Personal information
- Full name: Mahmoud Ibrahim Hamed Hassan Ghanem
- Born: 17 April 1995 (age 31) Egypt
- Height: 1.75 m (5 ft 9 in)
- Weight: 72 kg (159 lb; 11.3 st)

Sport
- Country: Egypt (2015–2017); France (2020–present);
- Sport: Amateur wrestling
- Weight class: 72 kg
- Event: Greco-Roman
- Club: Cairo Army Sports Club

Medal record
Men's Greco-Roman wrestling
Representing France
World Championships
| Gold medal – first place | 2023 Belgrade | 72 kg |
| Silver medal – second place | 2024 Tirana | 72 kg |
| Silver medal – second place | 2025 Zagreb | 72 kg |
European Championships
| Gold medal – first place | 2025 Bratislava | 72 kg |
| Silver medal – second place | 2023 Zagreb | 72 kg |
Grand Prix
| Gold medal – first place | 2022 Dortmund | 77 kg |
| Gold medal – first place | 2023 Druskininkai | 72 kg |
| Silver medal – second place | 2020 Warsaw | 72 kg |
| Silver medal – second place | 2021 Bucharest | 72 kg |
| Silver medal – second place | 2021 Nice | 72 kg |
| Bronze medal – third place | 2023 Zagreb | 72 kg |
| Bronze medal – third place | 2025 Nice | 72 kg |
Representing Egypt
African Championships
| Gold medal – first place | 2017 Marrakesh | 71 kg |
Military World Games
| Bronze medal – third place | 2015 Mungyeong | 75 kg |
World Juniors Championships
| Bronze medal – third place | 2014 Zagreb | 66 kg |

= Ibrahim Ghanem =

French Greco-Roman wrestler

Ibrahim Ghanem (born 17 April 1995 in Egypt) is an Egyptian wrestler naturalized French, specializing in Greco-Roman wrestling. He was African champion in Marrakech 2017 in the 71 kg. He won the gold medal in the 72 kg event at the 2023 World Wrestling Championships.

== Career ==
He showed off in the Egyptian youth national team by winning a bronze medal at the 2014 World Junior Championships in Zagreb.

*EXERCISE PROMPT*.
Rewrite the stretch of the Ibrahim Ghanem profile from "French Greco-Roman wrestler" through "World Wrestling Championships.", changing "wrestler" to "grappler". The listing that comes next is taken from a separate source, not from the Ibrahim Ghanem profile.

*RECORDED INFORMATION*.
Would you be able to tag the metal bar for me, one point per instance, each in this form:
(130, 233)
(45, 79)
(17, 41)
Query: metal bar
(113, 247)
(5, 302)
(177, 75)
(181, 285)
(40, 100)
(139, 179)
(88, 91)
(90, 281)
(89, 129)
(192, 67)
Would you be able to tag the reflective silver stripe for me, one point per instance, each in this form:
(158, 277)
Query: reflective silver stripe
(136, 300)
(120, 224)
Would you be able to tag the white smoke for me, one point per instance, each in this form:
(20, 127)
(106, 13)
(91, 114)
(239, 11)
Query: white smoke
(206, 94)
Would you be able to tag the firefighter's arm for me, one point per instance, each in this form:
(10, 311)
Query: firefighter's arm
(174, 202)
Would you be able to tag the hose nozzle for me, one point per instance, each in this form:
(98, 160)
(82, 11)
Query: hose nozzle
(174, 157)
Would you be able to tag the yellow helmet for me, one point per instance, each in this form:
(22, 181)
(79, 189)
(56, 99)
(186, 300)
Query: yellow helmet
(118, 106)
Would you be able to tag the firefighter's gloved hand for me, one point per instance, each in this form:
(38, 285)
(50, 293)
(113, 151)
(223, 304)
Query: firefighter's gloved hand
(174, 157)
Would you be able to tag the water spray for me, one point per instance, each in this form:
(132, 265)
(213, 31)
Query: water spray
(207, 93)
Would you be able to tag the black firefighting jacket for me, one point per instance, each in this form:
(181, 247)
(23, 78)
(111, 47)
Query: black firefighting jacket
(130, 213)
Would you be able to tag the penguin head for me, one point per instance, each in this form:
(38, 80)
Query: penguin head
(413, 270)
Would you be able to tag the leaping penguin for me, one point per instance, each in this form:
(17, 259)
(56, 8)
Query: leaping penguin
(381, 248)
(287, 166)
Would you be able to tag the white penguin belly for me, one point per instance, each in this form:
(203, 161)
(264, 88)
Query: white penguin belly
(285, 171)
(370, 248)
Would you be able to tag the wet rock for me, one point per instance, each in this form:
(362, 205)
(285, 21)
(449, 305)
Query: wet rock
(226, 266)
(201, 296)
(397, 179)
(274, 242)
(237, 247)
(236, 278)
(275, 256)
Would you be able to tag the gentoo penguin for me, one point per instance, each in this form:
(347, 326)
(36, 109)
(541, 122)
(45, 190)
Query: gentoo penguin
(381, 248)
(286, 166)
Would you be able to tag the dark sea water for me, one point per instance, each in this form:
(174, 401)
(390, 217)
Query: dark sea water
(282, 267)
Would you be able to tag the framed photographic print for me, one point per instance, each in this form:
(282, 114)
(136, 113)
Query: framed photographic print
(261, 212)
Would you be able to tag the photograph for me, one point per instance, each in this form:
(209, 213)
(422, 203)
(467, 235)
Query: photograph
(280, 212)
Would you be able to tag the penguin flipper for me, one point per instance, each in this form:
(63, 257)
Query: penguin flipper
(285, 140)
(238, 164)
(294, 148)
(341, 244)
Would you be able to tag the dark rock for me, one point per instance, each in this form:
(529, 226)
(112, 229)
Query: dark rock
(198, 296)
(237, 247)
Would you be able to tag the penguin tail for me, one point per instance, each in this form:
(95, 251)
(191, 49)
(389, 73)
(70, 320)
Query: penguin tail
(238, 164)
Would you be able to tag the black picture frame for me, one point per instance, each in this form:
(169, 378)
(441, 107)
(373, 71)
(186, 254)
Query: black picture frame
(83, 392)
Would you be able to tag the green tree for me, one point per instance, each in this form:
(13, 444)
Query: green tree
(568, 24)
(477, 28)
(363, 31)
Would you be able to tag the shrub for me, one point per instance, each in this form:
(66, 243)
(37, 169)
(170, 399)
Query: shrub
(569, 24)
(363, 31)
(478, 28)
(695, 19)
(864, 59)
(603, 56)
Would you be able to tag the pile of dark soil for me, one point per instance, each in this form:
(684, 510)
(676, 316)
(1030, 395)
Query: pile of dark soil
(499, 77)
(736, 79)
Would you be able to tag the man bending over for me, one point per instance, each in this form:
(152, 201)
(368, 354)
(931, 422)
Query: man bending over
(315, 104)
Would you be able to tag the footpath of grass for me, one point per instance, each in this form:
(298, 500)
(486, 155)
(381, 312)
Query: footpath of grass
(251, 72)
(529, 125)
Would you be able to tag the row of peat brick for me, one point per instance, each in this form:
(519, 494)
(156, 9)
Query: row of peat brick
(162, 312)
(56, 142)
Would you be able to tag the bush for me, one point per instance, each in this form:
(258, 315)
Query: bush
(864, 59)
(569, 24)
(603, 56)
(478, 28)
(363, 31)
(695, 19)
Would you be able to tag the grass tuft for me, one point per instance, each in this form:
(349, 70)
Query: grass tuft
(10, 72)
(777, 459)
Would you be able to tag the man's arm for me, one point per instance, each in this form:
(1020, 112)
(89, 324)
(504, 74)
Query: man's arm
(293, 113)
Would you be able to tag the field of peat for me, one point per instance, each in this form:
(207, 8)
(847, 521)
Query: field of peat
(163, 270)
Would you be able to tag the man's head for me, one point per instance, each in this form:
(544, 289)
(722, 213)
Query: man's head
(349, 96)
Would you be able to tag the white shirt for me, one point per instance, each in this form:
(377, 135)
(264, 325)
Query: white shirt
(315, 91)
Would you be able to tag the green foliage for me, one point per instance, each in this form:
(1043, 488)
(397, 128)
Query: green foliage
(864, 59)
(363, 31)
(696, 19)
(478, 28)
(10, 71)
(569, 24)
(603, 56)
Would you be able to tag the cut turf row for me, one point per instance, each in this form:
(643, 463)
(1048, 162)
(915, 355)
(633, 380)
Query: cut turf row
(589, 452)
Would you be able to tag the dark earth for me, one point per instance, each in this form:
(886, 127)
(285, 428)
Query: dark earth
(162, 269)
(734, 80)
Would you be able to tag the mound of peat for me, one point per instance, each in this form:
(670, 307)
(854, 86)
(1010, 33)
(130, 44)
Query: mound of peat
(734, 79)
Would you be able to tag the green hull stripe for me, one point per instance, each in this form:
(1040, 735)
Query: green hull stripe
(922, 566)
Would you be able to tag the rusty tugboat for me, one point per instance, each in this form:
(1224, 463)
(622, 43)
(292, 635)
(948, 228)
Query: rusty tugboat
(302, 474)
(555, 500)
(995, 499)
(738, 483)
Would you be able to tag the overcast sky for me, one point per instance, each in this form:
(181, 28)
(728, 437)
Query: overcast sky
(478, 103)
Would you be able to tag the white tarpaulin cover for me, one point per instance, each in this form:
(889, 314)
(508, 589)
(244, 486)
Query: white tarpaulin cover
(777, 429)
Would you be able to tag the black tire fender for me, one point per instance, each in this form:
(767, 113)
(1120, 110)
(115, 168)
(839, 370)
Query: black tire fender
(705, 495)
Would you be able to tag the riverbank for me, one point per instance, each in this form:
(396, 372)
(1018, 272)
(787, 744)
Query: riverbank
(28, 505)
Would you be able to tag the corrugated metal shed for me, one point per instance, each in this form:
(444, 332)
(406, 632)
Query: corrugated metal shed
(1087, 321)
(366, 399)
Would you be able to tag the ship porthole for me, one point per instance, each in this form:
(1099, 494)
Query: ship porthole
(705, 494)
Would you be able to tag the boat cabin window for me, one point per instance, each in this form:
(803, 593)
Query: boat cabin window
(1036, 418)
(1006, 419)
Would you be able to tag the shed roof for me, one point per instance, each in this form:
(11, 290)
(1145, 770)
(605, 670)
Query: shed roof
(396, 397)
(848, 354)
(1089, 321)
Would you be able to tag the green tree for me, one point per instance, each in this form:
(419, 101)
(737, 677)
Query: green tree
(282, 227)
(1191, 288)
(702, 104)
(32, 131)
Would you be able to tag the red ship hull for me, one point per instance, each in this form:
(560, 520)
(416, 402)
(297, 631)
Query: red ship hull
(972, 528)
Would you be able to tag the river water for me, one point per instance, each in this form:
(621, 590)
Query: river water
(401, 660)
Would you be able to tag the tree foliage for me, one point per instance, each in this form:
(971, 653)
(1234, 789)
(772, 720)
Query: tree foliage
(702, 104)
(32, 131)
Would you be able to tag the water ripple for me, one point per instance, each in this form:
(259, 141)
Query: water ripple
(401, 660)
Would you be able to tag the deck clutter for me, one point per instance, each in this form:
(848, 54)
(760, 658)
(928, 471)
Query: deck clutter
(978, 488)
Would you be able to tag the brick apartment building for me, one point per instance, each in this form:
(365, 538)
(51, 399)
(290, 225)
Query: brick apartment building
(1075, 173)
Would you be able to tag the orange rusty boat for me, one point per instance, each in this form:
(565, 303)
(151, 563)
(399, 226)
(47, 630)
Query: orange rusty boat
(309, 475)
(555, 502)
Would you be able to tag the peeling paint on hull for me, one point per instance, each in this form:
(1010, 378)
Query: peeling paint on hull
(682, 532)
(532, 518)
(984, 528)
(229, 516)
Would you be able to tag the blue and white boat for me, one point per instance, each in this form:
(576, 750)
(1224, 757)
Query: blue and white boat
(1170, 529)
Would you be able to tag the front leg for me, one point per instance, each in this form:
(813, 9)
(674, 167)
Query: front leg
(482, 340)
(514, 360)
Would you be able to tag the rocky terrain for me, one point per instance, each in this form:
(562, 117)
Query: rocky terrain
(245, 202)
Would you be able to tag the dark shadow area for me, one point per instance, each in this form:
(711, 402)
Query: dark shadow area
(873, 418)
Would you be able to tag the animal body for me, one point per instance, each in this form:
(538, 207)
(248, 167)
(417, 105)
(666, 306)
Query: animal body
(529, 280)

*EXPECTED ANSWER*.
French Greco-Roman grappler

Ibrahim Ghanem (born 17 April 1995 in Egypt) is an Egyptian grappler naturalized French, specializing in Greco-Roman wrestling. He was African champion in Marrakech 2017 in the 71 kg. He won the gold medal in the 72 kg event at the 2023 World Wrestling Championships.